TEXT FOR ANALYSIS
Sharanya, lucky you! I liked the Buddhist circuit – but it poured and poured the time we were there (climbed Sigiriya in the rain – not fun!) – and Nuwara Eliya was beautiful – and so peaceful!
I have always wanted to travel to Sri Lanka but when you say that
the enthusiasm of a country that is enjoying peace after prolonged war is infectious, I wonder whether I should still think about going there..
Sorry, I dont share this infection. Didnt anyone care about the high price that they have paid for this “peace”?
However, a cleaner Kerala is surely not bad!
revathi, ah, I was wondering who was going to bring this up – so war happened – so are normal people responsible for it? and now what are they to do? brood over the human cost of the war – or think with hope (finally) about their future? and who is to say noone cares? what do they need to show that they care?
Sigriya is one place where i found my camera bag very heavy :)My kind guide offered to carry it.
Thanks for your response. What happened in SriLanka is not just war- it is also genocide. It is ofcourse normal for people not to want to talk about it. It took the germans a whole generation before people began to talk freely about holocaust.
Anyway, sorry for having turned your travel blog political.
I really miss Sri Lanka. I can’t wait to get back at the end of this year. What I miss is the hustle and bustle
I share the same views as you on Sri Lanka. A duplicate, cleaner Kerala where they consider Indians as foreigners and hence we also end up paying the foreigner entrance fees at the monuments, museums and buildings. And there are a lot of Buddha statues and temples around there!

DATA SHOWN

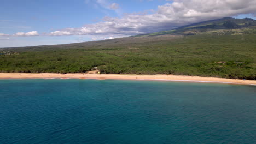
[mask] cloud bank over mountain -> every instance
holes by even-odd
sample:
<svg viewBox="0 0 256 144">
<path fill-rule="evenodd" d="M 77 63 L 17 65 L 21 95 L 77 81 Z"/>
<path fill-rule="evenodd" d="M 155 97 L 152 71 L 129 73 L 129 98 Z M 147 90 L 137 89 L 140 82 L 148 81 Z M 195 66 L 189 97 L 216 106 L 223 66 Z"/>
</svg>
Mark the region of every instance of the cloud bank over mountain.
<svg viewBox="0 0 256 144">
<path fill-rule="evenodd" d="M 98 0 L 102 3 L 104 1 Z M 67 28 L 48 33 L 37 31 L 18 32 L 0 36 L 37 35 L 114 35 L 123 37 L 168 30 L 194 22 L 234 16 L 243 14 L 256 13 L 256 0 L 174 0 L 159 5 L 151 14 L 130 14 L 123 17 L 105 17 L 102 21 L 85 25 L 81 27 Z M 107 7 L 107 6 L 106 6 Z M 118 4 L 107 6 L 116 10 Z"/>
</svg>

--

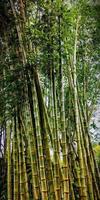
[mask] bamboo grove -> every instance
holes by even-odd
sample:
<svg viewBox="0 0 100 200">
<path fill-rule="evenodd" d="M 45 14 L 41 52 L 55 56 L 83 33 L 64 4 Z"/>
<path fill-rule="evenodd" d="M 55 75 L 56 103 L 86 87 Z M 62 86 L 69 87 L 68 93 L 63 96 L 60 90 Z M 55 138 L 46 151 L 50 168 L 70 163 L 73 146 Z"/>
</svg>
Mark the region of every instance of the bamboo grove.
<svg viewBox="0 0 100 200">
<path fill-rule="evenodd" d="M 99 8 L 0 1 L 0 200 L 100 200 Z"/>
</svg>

--

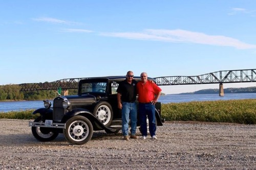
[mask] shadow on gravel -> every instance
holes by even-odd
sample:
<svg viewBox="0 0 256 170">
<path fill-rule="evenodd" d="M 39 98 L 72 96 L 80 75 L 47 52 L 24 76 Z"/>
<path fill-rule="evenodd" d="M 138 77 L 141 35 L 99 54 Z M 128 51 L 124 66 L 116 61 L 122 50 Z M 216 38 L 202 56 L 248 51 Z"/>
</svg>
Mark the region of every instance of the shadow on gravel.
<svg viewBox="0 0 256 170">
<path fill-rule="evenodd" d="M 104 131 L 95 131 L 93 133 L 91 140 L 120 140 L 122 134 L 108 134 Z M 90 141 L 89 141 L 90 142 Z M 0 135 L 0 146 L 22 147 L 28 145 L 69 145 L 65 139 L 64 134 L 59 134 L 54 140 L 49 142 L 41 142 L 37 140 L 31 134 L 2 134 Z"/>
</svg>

WHAT IS BEING ASKED
Please reproduce the reader comments on travel in Sri Lanka in full, word for word.

EXPECTED OUTPUT
Sharanya, lucky you! I liked the Buddhist circuit – but it poured and poured the time we were there (climbed Sigiriya in the rain – not fun!) – and Nuwara Eliya was beautiful – and so peaceful!
I have always wanted to travel to Sri Lanka but when you say that
the enthusiasm of a country that is enjoying peace after prolonged war is infectious, I wonder whether I should still think about going there..
Sorry, I dont share this infection. Didnt anyone care about the high price that they have paid for this “peace”?
However, a cleaner Kerala is surely not bad!
revathi, ah, I was wondering who was going to bring this up – so war happened – so are normal people responsible for it? and now what are they to do? brood over the human cost of the war – or think with hope (finally) about their future? and who is to say noone cares? what do they need to show that they care?
Sigriya is one place where i found my camera bag very heavy :)My kind guide offered to carry it.
Thanks for your response. What happened in SriLanka is not just war- it is also genocide. It is ofcourse normal for people not to want to talk about it. It took the germans a whole generation before people began to talk freely about holocaust.
Anyway, sorry for having turned your travel blog political.
I really miss Sri Lanka. I can’t wait to get back at the end of this year. What I miss is the hustle and bustle
I share the same views as you on Sri Lanka. A duplicate, cleaner Kerala where they consider Indians as foreigners and hence we also end up paying the foreigner entrance fees at the monuments, museums and buildings. And there are a lot of Buddha statues and temples around there!